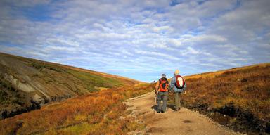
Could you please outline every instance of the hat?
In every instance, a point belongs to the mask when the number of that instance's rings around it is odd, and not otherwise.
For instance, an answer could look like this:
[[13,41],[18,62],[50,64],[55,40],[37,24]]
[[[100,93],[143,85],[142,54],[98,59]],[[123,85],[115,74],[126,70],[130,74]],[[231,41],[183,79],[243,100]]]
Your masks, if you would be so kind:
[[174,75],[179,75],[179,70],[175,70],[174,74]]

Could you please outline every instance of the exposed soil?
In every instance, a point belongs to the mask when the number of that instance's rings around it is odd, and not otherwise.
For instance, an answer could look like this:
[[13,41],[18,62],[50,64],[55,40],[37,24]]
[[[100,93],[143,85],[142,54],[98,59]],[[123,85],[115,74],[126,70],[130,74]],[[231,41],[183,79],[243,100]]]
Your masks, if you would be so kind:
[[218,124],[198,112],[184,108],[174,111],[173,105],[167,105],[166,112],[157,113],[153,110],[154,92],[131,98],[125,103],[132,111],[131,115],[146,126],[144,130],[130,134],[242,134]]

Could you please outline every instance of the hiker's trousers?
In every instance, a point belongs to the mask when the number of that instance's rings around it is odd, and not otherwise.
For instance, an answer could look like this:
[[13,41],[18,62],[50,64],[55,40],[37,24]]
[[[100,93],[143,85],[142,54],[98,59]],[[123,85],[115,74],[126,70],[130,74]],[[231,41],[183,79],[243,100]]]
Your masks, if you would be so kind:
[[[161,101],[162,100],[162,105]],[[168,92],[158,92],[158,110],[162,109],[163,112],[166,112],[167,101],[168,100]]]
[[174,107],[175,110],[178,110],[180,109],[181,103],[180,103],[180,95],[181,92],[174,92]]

---+---

- [Directions for this task] Reproduce the listing from its first line through the line containing "[[174,75],[179,75],[179,70],[175,70],[174,74]]", both included, shifting every coordinate in the answer masks by adding 103. Leave the requests and their sample outlines unchanged, and omit the pictures.

- [Final result]
Could you please outline every instance of the hat?
In every instance, a point belongs to the mask when the number of that instance's rings around it is odd, and not otherwise.
For instance, an answer could look like this:
[[13,41],[18,62],[50,64],[55,40],[37,24]]
[[[100,93],[143,85],[142,54],[98,59]],[[123,85],[115,74],[126,70],[130,74]],[[231,41],[183,79],[243,100]]]
Your masks, if you would be so kind:
[[277,178],[282,178],[282,173],[278,173],[277,177]]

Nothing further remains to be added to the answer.